TO DO = Report every line of the data that contains the string "roof", matching case exactly.

SOURCE MATERIAL =
....

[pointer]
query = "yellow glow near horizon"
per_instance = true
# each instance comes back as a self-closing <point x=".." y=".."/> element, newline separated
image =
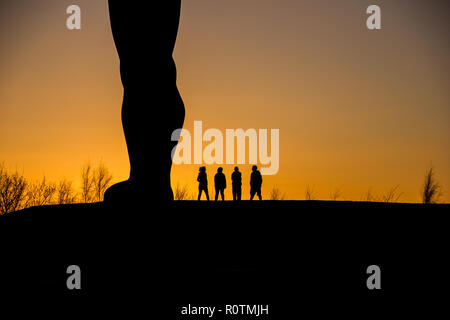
<point x="356" y="109"/>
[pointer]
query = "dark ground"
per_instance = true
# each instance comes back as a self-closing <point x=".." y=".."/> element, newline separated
<point x="297" y="256"/>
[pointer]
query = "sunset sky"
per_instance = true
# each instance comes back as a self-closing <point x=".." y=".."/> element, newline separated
<point x="357" y="109"/>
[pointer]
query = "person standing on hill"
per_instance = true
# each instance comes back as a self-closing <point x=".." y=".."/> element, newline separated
<point x="202" y="183"/>
<point x="255" y="183"/>
<point x="236" y="180"/>
<point x="220" y="183"/>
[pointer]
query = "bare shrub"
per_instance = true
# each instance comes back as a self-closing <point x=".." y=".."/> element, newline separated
<point x="87" y="183"/>
<point x="368" y="196"/>
<point x="432" y="190"/>
<point x="336" y="194"/>
<point x="392" y="195"/>
<point x="40" y="193"/>
<point x="12" y="190"/>
<point x="65" y="194"/>
<point x="101" y="180"/>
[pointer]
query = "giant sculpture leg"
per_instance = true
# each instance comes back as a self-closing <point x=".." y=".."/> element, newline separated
<point x="144" y="33"/>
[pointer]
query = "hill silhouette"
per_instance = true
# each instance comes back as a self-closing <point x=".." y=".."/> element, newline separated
<point x="226" y="252"/>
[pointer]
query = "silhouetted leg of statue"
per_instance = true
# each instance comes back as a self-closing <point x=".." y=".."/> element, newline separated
<point x="152" y="108"/>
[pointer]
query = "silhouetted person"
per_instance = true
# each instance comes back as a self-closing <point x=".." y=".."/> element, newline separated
<point x="236" y="182"/>
<point x="220" y="183"/>
<point x="255" y="183"/>
<point x="202" y="182"/>
<point x="152" y="108"/>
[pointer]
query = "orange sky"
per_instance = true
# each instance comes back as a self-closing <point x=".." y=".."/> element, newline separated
<point x="356" y="109"/>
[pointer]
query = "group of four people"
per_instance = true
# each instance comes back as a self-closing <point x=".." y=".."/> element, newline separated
<point x="220" y="183"/>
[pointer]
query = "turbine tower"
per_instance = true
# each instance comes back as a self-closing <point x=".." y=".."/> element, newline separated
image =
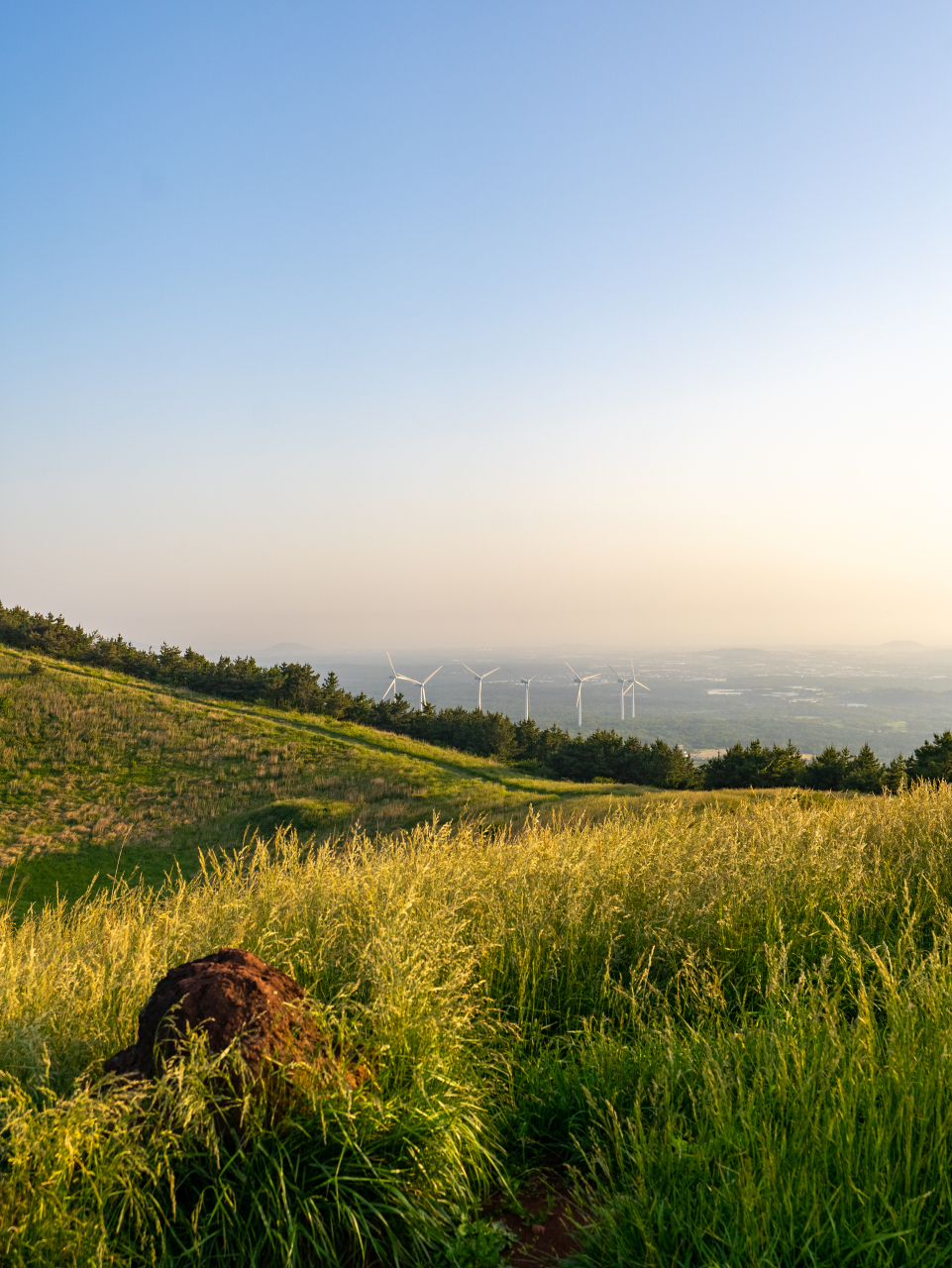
<point x="580" y="680"/>
<point x="625" y="687"/>
<point x="479" y="680"/>
<point x="525" y="684"/>
<point x="394" y="676"/>
<point x="635" y="684"/>
<point x="421" y="685"/>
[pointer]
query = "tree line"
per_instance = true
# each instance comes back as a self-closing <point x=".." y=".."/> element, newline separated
<point x="601" y="757"/>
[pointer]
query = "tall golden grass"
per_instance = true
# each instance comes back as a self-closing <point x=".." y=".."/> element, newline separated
<point x="733" y="1021"/>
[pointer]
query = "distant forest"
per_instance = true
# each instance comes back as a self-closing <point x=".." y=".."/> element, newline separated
<point x="601" y="757"/>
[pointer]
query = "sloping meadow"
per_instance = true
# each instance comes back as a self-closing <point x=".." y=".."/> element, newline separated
<point x="729" y="1026"/>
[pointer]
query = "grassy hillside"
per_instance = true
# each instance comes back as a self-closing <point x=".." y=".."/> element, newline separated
<point x="726" y="1032"/>
<point x="93" y="761"/>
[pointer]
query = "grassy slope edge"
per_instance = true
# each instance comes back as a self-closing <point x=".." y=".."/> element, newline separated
<point x="93" y="762"/>
<point x="731" y="1027"/>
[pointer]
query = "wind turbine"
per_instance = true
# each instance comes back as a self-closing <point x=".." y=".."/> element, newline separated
<point x="525" y="684"/>
<point x="635" y="684"/>
<point x="479" y="680"/>
<point x="580" y="680"/>
<point x="625" y="687"/>
<point x="421" y="685"/>
<point x="394" y="676"/>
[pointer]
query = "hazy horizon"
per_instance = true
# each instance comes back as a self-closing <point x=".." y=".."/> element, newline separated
<point x="521" y="325"/>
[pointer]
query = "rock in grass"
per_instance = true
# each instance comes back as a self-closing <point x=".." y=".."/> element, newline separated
<point x="227" y="996"/>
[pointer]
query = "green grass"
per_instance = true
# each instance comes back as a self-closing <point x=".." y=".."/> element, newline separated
<point x="729" y="1024"/>
<point x="93" y="764"/>
<point x="725" y="1021"/>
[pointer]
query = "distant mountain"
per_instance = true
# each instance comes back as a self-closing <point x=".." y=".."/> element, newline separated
<point x="738" y="651"/>
<point x="277" y="652"/>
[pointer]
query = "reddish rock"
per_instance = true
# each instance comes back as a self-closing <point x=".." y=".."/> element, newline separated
<point x="228" y="996"/>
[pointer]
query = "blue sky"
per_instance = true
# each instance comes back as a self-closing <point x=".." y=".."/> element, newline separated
<point x="421" y="324"/>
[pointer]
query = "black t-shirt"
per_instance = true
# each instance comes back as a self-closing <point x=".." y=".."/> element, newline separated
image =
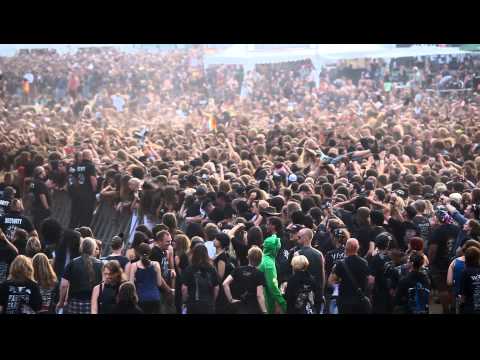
<point x="444" y="237"/>
<point x="423" y="225"/>
<point x="377" y="270"/>
<point x="363" y="235"/>
<point x="302" y="294"/>
<point x="4" y="205"/>
<point x="13" y="220"/>
<point x="228" y="265"/>
<point x="76" y="273"/>
<point x="322" y="240"/>
<point x="316" y="266"/>
<point x="470" y="288"/>
<point x="14" y="294"/>
<point x="123" y="260"/>
<point x="359" y="269"/>
<point x="190" y="279"/>
<point x="407" y="283"/>
<point x="246" y="279"/>
<point x="332" y="257"/>
<point x="37" y="188"/>
<point x="79" y="178"/>
<point x="162" y="258"/>
<point x="7" y="255"/>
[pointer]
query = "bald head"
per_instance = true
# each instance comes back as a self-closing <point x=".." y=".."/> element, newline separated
<point x="87" y="155"/>
<point x="305" y="237"/>
<point x="351" y="247"/>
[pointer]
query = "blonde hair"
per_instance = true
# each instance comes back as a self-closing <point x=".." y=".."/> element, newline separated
<point x="33" y="246"/>
<point x="255" y="255"/>
<point x="299" y="263"/>
<point x="21" y="269"/>
<point x="43" y="271"/>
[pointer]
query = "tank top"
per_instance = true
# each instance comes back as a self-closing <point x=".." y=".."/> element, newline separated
<point x="146" y="283"/>
<point x="458" y="268"/>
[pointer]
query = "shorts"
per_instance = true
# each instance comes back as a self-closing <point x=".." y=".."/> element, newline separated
<point x="439" y="279"/>
<point x="78" y="307"/>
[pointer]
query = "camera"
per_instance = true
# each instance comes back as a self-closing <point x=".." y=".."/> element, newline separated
<point x="141" y="136"/>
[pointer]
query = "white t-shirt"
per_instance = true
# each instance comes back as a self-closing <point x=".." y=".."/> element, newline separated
<point x="211" y="249"/>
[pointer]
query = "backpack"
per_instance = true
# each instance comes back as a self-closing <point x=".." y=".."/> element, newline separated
<point x="418" y="299"/>
<point x="305" y="300"/>
<point x="203" y="286"/>
<point x="282" y="264"/>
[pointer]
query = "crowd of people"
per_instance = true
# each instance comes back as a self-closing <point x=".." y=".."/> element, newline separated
<point x="143" y="184"/>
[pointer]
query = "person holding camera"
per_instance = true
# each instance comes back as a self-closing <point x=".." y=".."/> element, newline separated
<point x="351" y="274"/>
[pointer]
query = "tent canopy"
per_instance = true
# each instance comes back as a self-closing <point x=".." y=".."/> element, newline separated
<point x="320" y="54"/>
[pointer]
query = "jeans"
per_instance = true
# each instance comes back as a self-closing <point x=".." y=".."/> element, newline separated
<point x="332" y="307"/>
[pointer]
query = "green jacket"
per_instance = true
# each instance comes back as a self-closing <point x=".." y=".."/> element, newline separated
<point x="271" y="246"/>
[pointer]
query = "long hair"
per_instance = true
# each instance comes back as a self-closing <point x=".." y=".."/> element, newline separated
<point x="200" y="257"/>
<point x="43" y="271"/>
<point x="182" y="244"/>
<point x="144" y="251"/>
<point x="88" y="250"/>
<point x="21" y="269"/>
<point x="170" y="220"/>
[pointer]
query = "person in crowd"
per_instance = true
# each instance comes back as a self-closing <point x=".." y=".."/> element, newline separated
<point x="47" y="282"/>
<point x="66" y="250"/>
<point x="117" y="249"/>
<point x="412" y="295"/>
<point x="247" y="284"/>
<point x="441" y="245"/>
<point x="316" y="261"/>
<point x="20" y="294"/>
<point x="224" y="266"/>
<point x="147" y="277"/>
<point x="127" y="300"/>
<point x="8" y="253"/>
<point x="182" y="261"/>
<point x="104" y="295"/>
<point x="302" y="293"/>
<point x="469" y="282"/>
<point x="83" y="185"/>
<point x="15" y="219"/>
<point x="200" y="285"/>
<point x="455" y="271"/>
<point x="273" y="297"/>
<point x="41" y="197"/>
<point x="161" y="254"/>
<point x="351" y="273"/>
<point x="368" y="152"/>
<point x="378" y="276"/>
<point x="81" y="275"/>
<point x="340" y="237"/>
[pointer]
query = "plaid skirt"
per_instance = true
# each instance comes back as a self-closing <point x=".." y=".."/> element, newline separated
<point x="78" y="307"/>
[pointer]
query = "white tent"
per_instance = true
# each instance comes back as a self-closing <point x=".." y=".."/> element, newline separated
<point x="250" y="55"/>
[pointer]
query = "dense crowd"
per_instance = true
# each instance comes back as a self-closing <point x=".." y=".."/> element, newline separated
<point x="142" y="183"/>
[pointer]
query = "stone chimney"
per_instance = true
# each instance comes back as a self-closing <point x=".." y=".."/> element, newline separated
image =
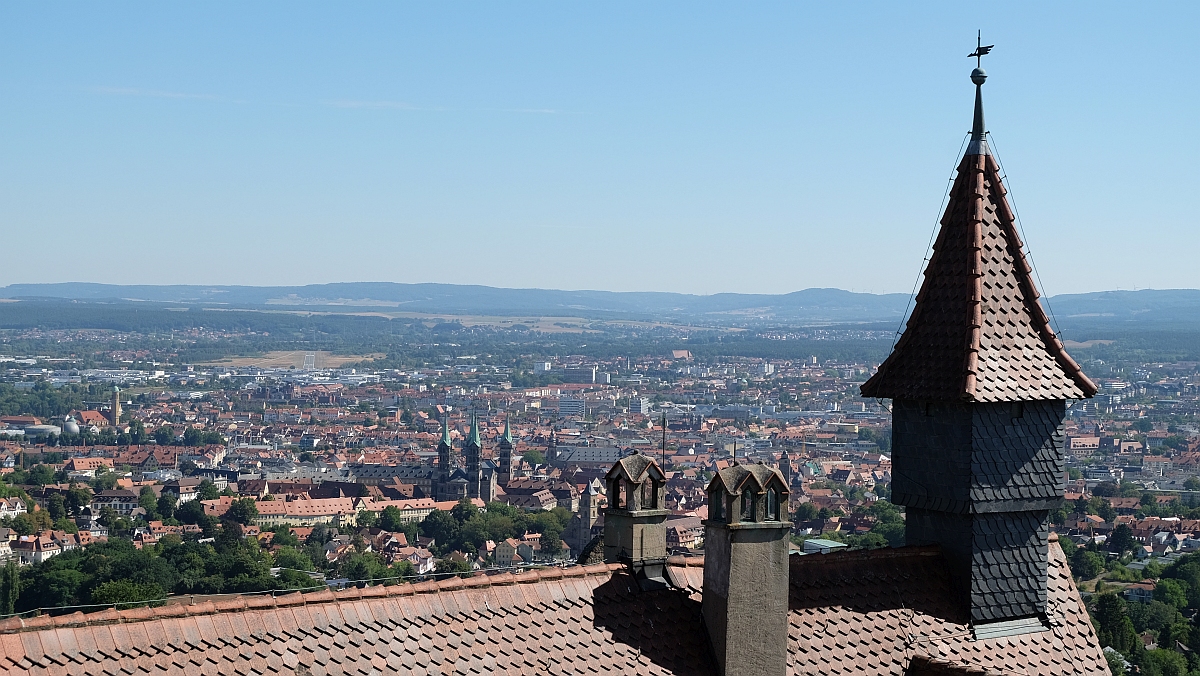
<point x="635" y="528"/>
<point x="747" y="570"/>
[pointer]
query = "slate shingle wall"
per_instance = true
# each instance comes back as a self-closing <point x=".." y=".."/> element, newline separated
<point x="979" y="479"/>
<point x="1017" y="462"/>
<point x="931" y="455"/>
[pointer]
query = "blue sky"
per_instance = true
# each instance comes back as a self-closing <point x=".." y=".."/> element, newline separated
<point x="679" y="147"/>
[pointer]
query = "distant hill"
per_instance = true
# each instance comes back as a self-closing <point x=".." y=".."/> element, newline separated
<point x="813" y="305"/>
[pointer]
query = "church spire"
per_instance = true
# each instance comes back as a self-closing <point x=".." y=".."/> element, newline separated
<point x="473" y="437"/>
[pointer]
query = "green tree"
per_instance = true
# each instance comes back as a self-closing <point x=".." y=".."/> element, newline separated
<point x="10" y="587"/>
<point x="207" y="490"/>
<point x="1086" y="564"/>
<point x="1113" y="624"/>
<point x="23" y="525"/>
<point x="1173" y="592"/>
<point x="149" y="501"/>
<point x="126" y="593"/>
<point x="805" y="512"/>
<point x="448" y="566"/>
<point x="443" y="528"/>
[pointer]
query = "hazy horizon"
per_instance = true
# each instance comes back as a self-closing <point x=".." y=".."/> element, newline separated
<point x="675" y="148"/>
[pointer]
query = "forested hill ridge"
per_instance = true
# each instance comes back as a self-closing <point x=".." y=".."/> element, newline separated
<point x="813" y="305"/>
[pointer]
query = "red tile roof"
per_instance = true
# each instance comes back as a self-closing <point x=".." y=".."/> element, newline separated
<point x="579" y="620"/>
<point x="882" y="611"/>
<point x="874" y="611"/>
<point x="977" y="331"/>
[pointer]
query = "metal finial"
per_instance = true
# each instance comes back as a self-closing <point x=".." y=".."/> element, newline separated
<point x="981" y="49"/>
<point x="978" y="144"/>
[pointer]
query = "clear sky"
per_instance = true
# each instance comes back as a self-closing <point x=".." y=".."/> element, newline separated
<point x="688" y="147"/>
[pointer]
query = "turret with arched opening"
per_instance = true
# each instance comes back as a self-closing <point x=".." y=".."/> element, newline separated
<point x="635" y="521"/>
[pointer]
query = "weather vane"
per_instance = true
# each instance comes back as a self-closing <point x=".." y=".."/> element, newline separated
<point x="981" y="49"/>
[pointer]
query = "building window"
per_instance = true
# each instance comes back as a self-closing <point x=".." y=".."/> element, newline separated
<point x="748" y="506"/>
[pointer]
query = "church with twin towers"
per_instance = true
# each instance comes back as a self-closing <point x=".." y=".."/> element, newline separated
<point x="472" y="478"/>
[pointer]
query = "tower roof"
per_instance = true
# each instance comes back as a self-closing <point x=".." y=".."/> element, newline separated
<point x="977" y="331"/>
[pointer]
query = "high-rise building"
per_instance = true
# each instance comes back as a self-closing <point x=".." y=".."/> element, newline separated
<point x="571" y="407"/>
<point x="444" y="448"/>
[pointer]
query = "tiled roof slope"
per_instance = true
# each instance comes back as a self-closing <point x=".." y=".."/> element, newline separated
<point x="977" y="331"/>
<point x="882" y="611"/>
<point x="588" y="620"/>
<point x="891" y="611"/>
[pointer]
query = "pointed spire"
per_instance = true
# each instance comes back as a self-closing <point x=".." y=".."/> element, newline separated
<point x="977" y="331"/>
<point x="473" y="438"/>
<point x="978" y="130"/>
<point x="978" y="144"/>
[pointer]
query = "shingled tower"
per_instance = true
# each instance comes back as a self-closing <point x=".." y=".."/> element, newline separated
<point x="979" y="384"/>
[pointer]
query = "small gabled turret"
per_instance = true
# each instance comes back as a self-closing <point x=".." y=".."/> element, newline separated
<point x="747" y="570"/>
<point x="635" y="521"/>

....

SOLUTION FOR THIS PROBLEM =
query = "red tile roof"
query = "tower roof"
query = "tiled roof slope"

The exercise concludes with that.